# WRITTEN EXERCISE:
Output, word for word, every line from the line with "Question: For every instance of the yellow and" through the final line of the data below.

** START OF INPUT FOR THIS TASK **

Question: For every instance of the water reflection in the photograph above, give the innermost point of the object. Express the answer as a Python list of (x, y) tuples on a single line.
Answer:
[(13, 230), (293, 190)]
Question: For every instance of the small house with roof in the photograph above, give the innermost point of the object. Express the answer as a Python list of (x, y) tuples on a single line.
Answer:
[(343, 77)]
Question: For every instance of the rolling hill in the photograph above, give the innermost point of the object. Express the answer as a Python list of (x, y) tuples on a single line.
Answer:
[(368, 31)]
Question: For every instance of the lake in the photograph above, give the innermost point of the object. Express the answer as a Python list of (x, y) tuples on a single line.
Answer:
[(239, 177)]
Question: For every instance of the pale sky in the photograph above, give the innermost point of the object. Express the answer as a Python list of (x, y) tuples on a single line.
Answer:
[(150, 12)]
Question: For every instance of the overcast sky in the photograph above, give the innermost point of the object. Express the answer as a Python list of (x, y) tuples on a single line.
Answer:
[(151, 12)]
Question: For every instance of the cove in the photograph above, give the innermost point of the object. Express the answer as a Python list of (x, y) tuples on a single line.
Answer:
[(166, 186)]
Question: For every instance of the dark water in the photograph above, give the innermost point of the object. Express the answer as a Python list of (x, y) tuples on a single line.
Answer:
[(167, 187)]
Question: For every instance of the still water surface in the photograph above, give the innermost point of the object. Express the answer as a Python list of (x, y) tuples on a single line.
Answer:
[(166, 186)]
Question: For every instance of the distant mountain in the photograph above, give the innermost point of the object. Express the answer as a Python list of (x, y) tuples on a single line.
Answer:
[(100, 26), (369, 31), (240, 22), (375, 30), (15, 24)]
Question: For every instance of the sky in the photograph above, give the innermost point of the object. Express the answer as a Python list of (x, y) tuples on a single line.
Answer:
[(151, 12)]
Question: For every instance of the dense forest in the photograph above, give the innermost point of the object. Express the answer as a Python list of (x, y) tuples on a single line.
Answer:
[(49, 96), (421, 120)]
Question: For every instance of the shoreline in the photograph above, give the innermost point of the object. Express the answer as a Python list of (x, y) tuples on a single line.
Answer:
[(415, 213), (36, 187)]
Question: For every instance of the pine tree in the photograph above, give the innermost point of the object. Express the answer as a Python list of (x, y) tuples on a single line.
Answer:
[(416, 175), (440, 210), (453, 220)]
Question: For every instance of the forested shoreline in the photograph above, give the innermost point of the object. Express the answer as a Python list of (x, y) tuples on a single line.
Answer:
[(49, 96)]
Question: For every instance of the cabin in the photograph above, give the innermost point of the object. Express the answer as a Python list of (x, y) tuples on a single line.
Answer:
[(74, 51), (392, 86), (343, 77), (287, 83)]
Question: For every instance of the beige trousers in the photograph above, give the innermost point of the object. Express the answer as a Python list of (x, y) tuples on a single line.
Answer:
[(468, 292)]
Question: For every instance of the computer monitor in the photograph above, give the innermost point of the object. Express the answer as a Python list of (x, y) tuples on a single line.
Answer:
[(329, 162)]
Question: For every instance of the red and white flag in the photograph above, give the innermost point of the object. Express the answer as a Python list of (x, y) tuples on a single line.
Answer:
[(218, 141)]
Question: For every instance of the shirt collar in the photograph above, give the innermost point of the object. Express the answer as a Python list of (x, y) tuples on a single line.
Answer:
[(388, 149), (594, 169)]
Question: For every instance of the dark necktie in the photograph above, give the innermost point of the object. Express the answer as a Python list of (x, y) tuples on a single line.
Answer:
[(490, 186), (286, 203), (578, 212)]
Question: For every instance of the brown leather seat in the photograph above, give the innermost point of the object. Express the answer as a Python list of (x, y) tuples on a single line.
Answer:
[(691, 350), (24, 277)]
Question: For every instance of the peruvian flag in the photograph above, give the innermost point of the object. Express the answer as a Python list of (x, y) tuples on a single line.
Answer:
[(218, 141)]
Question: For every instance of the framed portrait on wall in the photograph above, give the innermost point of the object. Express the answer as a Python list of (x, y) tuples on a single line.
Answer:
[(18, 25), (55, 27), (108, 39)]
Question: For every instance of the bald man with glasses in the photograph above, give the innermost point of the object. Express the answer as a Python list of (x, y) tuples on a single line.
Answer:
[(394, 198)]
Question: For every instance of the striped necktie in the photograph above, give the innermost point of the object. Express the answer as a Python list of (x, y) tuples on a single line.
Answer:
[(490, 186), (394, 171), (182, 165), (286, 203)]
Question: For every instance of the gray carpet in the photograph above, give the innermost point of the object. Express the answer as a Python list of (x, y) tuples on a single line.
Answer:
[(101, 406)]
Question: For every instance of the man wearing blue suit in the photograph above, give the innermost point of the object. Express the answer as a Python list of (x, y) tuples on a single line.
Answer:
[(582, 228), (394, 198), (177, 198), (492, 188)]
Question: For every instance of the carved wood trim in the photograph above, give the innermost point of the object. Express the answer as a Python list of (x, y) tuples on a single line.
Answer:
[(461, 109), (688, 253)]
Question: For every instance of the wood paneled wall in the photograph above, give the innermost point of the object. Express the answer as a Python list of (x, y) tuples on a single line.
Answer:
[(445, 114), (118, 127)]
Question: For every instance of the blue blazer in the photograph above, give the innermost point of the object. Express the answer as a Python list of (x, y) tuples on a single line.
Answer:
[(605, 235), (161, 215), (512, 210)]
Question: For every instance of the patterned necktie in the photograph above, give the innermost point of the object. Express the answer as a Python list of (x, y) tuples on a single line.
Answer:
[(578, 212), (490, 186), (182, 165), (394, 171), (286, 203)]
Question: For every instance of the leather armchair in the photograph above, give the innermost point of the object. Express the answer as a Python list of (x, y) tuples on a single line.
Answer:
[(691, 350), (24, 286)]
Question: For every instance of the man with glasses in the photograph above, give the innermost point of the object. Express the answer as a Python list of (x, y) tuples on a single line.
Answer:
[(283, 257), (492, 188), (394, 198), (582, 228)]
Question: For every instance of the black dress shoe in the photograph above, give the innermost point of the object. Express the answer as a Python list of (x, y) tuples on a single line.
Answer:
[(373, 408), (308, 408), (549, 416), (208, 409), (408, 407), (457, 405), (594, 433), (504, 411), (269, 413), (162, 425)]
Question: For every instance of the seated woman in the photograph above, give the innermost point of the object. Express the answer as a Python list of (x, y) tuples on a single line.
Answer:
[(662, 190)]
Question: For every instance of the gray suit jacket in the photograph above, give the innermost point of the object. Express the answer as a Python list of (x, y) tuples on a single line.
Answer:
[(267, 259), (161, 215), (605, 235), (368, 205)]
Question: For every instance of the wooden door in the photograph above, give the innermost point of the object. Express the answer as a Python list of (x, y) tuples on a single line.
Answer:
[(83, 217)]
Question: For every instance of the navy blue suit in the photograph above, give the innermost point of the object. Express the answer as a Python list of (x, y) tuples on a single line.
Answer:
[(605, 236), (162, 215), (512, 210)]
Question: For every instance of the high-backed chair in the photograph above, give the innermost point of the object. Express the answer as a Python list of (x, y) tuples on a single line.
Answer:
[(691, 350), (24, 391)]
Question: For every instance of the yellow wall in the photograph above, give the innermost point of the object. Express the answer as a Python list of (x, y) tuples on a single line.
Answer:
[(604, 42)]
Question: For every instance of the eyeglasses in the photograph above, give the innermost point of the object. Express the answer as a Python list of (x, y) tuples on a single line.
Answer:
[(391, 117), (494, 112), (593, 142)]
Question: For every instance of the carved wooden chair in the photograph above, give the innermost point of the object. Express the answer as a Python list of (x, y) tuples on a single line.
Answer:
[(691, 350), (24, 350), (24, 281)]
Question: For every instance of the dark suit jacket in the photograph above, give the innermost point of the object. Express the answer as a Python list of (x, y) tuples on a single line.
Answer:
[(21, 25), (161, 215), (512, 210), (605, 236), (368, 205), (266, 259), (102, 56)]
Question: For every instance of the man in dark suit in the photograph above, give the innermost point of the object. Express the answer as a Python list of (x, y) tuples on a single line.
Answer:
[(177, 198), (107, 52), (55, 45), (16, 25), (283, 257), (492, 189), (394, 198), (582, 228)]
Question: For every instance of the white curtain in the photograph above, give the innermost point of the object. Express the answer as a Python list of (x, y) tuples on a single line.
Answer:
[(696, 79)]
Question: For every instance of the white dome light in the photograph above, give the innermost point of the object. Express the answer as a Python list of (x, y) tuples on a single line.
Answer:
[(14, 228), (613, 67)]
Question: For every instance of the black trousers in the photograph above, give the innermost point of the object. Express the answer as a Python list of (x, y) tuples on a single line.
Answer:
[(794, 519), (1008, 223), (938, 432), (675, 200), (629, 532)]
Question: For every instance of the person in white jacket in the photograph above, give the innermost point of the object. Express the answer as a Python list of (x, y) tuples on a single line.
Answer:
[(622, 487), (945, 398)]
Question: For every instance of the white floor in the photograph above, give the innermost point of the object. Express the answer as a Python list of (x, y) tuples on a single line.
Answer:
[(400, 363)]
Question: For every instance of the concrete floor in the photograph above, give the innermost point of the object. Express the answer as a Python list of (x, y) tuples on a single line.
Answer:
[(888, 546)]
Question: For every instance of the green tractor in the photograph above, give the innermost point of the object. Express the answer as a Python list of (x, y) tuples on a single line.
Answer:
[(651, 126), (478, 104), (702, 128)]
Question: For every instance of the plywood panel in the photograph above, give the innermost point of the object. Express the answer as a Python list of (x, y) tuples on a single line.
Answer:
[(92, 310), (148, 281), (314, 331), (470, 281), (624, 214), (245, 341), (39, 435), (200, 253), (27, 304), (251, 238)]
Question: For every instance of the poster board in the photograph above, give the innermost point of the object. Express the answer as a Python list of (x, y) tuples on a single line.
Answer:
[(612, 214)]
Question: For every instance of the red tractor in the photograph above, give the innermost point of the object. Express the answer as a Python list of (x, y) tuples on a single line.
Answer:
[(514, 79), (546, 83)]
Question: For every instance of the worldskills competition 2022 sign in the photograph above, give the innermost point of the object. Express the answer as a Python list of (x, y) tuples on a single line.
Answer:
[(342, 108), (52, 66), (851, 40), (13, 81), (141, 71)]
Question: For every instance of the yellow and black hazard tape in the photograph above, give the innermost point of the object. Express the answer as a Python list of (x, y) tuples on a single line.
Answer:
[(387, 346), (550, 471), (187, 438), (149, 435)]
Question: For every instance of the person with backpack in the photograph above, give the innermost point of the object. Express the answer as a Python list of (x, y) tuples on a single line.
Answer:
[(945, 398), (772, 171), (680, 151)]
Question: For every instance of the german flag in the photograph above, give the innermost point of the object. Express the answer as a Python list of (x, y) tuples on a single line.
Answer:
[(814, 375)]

** END OF INPUT FOR THIS TASK **

# RESPONSE BELOW:
Question: For every instance of the yellow and black hazard tape in the photograph above, give the innermost point of the object. Express the answer as a Python list of (x, y) tuples on a single line.
Answer:
[(387, 346), (550, 471), (187, 438), (149, 435)]
Question: For every instance of the person with backpack in the photograph above, give the innermost point of the object. Express the answer as a Python list of (x, y) tuples on a single line.
Answer:
[(945, 398), (772, 171), (680, 151)]
Question: For every instance of the german flag in the photograph above, give the innermost point of the object. Express the answer as a Python list of (x, y) tuples on a single line.
Answer:
[(814, 375)]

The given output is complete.